## [Action item]
Make a verbatim copy of all the records.

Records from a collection
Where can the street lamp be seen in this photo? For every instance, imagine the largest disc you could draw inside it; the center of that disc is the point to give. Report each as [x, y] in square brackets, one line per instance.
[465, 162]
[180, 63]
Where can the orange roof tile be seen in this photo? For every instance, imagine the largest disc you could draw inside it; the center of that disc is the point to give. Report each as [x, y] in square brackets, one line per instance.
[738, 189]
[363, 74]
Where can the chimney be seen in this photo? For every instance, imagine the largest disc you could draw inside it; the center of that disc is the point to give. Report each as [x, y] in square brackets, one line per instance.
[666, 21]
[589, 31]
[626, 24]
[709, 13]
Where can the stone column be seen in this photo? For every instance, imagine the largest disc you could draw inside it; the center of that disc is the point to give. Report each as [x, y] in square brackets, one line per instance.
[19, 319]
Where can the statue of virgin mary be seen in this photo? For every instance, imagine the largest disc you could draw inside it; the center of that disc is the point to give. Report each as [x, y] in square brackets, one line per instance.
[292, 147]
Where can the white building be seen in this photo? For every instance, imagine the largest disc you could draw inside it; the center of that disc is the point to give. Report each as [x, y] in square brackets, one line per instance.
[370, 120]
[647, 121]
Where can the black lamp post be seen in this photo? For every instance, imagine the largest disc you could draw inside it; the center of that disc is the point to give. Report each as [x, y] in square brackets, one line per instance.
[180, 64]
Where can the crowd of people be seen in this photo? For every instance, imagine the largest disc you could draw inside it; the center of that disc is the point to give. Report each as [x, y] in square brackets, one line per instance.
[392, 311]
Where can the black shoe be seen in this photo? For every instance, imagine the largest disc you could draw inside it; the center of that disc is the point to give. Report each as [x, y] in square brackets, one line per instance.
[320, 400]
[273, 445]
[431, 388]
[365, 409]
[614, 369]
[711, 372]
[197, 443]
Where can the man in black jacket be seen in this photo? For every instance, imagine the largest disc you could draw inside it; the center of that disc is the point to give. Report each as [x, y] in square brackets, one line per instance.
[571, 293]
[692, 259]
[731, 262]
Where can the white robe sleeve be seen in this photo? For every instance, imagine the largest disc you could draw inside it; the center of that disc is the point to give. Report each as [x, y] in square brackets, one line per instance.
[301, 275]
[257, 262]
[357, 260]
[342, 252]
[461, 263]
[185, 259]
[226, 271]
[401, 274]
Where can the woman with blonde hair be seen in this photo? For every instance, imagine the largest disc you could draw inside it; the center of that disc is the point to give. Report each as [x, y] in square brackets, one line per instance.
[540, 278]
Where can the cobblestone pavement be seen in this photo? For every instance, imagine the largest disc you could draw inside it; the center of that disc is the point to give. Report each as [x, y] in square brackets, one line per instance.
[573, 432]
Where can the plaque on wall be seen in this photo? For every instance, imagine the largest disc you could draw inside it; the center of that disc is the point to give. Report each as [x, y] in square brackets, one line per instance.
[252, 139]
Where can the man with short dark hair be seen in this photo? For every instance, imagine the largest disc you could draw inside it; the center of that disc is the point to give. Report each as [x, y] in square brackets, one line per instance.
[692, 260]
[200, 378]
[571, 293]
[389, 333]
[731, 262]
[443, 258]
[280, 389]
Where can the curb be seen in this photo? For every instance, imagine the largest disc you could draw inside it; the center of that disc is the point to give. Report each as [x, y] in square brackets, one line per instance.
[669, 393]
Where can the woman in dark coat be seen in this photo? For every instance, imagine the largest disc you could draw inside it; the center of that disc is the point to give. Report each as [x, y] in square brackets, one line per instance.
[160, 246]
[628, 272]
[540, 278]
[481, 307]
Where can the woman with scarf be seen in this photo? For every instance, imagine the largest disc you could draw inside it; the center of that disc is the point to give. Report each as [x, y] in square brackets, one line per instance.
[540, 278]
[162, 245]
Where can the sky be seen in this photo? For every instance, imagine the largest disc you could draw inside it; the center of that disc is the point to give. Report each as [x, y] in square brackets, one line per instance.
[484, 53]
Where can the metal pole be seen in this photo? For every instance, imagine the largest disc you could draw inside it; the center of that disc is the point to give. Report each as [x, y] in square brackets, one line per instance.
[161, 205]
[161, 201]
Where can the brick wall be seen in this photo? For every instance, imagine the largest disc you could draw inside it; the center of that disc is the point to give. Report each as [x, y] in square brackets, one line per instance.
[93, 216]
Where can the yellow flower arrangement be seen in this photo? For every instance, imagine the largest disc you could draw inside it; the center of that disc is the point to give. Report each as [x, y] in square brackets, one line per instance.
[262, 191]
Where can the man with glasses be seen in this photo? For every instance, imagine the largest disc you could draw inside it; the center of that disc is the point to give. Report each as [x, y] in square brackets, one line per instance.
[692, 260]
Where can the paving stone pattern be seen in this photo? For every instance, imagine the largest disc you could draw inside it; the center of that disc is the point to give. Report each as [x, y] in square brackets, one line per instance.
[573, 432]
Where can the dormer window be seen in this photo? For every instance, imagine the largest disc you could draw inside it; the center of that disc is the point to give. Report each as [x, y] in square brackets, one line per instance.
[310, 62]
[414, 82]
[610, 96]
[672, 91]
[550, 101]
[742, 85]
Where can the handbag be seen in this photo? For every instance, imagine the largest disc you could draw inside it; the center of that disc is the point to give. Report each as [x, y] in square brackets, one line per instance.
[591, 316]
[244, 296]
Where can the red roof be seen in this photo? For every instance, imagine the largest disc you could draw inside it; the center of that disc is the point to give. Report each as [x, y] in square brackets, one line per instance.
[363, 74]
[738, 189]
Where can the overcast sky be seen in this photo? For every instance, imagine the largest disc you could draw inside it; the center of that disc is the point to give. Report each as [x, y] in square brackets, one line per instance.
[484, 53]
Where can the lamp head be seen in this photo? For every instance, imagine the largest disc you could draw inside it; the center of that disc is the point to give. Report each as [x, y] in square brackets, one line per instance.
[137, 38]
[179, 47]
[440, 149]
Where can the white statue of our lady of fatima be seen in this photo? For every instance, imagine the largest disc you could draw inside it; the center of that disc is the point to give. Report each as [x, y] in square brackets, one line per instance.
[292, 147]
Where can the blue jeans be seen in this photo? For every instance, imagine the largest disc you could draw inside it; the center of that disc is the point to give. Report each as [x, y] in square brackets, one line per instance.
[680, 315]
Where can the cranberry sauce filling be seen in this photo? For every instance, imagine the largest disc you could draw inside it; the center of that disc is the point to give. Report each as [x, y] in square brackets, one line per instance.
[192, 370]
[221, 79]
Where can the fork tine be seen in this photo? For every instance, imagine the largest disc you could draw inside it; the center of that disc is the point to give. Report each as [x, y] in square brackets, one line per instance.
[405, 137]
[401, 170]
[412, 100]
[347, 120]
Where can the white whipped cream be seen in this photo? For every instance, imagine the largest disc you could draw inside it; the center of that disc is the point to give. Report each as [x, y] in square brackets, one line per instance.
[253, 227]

## [Finished exercise]
Where can the street lamp be seen in this photo? For every instance, imagine the largest disc you could draw inside it; the center of that disc is the point to give. Report each as [x, y] in square brackets, one line per instance.
[465, 162]
[180, 63]
Where can the orange roof tile be seen in this photo? For every instance, imagine the largest disc you could draw inside it; the center of that disc is the point to give. Report each as [x, y] in square brackets, one line per instance.
[738, 189]
[363, 74]
Where can the chimney be seen in this photo? For every instance, imagine the largest disc you could draw inside it; the center of that disc is the point to give. Report each as [x, y] in square brackets, one line per instance.
[666, 21]
[589, 31]
[626, 24]
[709, 13]
Where can the stone column be seen in this photo? For every instance, imagine the largest disc you could draw inside it; the center of that disc is the point to give. Report each as [x, y] in square brackets, one line per instance.
[19, 319]
Where can the statue of virgin mary be seen in this photo? For every instance, imagine the largest disc you could draw inside it; the center of that disc is the point to give. Report each as [x, y] in square brackets, one line per instance.
[292, 147]
Where can the white building be seen in this photo? For every instance, imagine the largest disc you could draw inside it; the center of that disc is the point to give. Report each as [x, y] in square brackets, one line per instance.
[370, 120]
[647, 121]
Where can the black lamp post be seen in this photo? For every instance, imagine the largest disc you could draw inside it; the center of that disc is the point to give. Report each as [x, y] in square brackets, one line per instance.
[180, 64]
Where can the crowd of people be seen in this photo? For every instance, imagine the largest disc you could draw inside it; the center of that disc is the point to give. Report each as [x, y] in square brackets, one line per instance.
[392, 311]
Where can the black shoe be seen in this photo? For every instance, imagine the largest disc you could draw inside it; the center of that disc is the point to give. Report each as [x, y] in square brackets, one line per instance.
[320, 400]
[273, 445]
[431, 388]
[365, 409]
[614, 369]
[711, 372]
[197, 443]
Where can the man in black jacket be seen in this photo? For every instance, imagine the largest disc you could draw inside it; the center of that disc is the point to give. Report each as [x, y] in square brackets, one line per instance.
[571, 293]
[692, 259]
[731, 262]
Where can the white robe sleeve be seen in this photo? For every instance, imagine the largest disc you could draw inside it; the center of that disc is the point to give. Report each as [x, y] in square brackets, one line per instance.
[301, 275]
[257, 262]
[357, 260]
[342, 252]
[461, 263]
[185, 259]
[226, 271]
[401, 274]
Where can the woman with blonde hair be seen in this photo? For every instance, imagine the largest disc you could draw inside it; the center of that disc is the point to give. Report each as [x, y] in square brackets, one line per instance.
[540, 278]
Where can the cobblestone pavement be seen in this photo? For every instance, imagine the largest disc you could draw inside it; the center of that disc is the point to give. Report each as [x, y] in square brackets, one line per instance.
[573, 432]
Where can the plaque on wall be seen in this photo? For every instance, imagine the largest disc you could draw inside it; the center of that disc is the point to give. Report each as [x, y] in square brackets, one line per instance.
[252, 139]
Where can the man with short dark hair be seen in this photo? For every instance, imagine the largest disc you could draw inside it; the center of that disc is the point to give. Report each as [x, y] in square brackets, one line per instance.
[692, 260]
[200, 378]
[571, 293]
[389, 333]
[731, 262]
[443, 258]
[280, 389]
Where can the curb be seen in this photo? For every instance, imagine the largest disc you could draw inside it; the center of that disc is the point to give. Report each as [x, y] in square brackets, one line per instance.
[669, 393]
Where can the woman in dark coat be seen in this photo? For every instance, imagine the largest disc you could draw inside it; the center of that disc is the point to give. Report each as [x, y] in square brackets, one line per instance.
[160, 246]
[628, 272]
[540, 278]
[481, 307]
Where can the woman with scarf be seen in this photo? For every instance, imagine the largest disc you could draw inside it; the center of that disc is the point to give. Report each as [x, y] in square brackets, one line per instance.
[540, 278]
[162, 245]
Where can the sky be seen in this photo? For every instance, imagine the largest disc you could draw inside it; the center of that disc is the point to give. Report each as [x, y] in square brackets, one line per instance.
[484, 53]
Where can the metal pole be seen in this photo? For every instance, imagine the largest disc you could draw inside it; the center of that disc is the point to give. Report each as [x, y] in square brackets, one line per instance.
[161, 205]
[161, 201]
Where can the brick wall be seen in this photo? For every instance, imagine the largest disc you could draw inside it; the center of that disc is the point to give. Report each as [x, y] in square brackets, one line per instance.
[93, 216]
Where can the yellow flower arrangement be seen in this photo? For every instance, imagine the largest disc you could draw inside it; the center of that disc is the point to give. Report each as [x, y] in square brackets, one line per instance.
[262, 191]
Where can the man with glasses be seen in this photo? For every instance, imagine the largest disc you could draw inside it; the center of that disc is the point to give. Report each as [x, y] in square brackets, one line per instance.
[692, 260]
Where can the paving stone pattern be seen in this photo? For every instance, imagine the largest disc you could draw inside it; the center of that disc is the point to give. Report each as [x, y] in square brackets, one line per instance.
[573, 432]
Where can the dormer window be seen in this photo? For every instance, imagine the largest disc you could draw inside it; the center of that disc is the point to give. Report each as [x, y] in square brackets, one line per instance.
[310, 62]
[414, 82]
[610, 96]
[672, 91]
[550, 101]
[742, 85]
Where can the handbag be seen in this photo? For every instance, imagine the largest disc you could draw inside it; the center of that disc is the point to give. Report each as [x, y] in square brackets, one line per instance.
[591, 316]
[244, 296]
Where can the red roof be seen in this photo? For every instance, imagine the largest disc you could draw inside it; the center of that disc is the point to give. Report each as [x, y] in square brackets, one line per instance.
[363, 74]
[738, 189]
Where can the overcast sky be seen in this photo? For every instance, imagine the largest disc you could draw inside it; the center of that disc is the point to give. Report each as [x, y] in square brackets, one line per instance.
[484, 53]
Where can the lamp head be seen in this photo? For every instance, imagine the largest disc you could draw inside it; the center of that disc is the point to give. Report each as [x, y] in square brackets, one line per instance.
[137, 38]
[179, 47]
[440, 149]
Where can the white statue of our lady of fatima be seen in this photo? For every instance, imagine the largest disc you could draw inside it; the center of that disc is the point to give. Report each as [x, y] in square brackets, one line per instance.
[292, 147]
Where can the blue jeans be seen in this photo? For every instance, imagine the largest disc you could draw inside it; the center of that disc is the point to give. Report each as [x, y] in square brackets, one line per instance.
[680, 315]
Where can the cranberry sauce filling be seen in this photo? For every instance, imagine the largest disc you could draw inside it; the center of that disc is the point to give. Report each as [x, y] in square brackets, one line per instance.
[192, 370]
[221, 79]
Where can the fork tine be seen in this photo? For every instance, imagine the largest disc you could draw inside it; the center of that disc is the point to give. Report each as [x, y] in square brackets, one line per instance.
[405, 137]
[401, 170]
[412, 100]
[347, 120]
Where can the white whipped cream be seen in this photo? For every instance, imagine the largest disc you could draw inside it; the center of that disc is the point to give. Report each as [x, y] in square brackets, one line per instance.
[253, 227]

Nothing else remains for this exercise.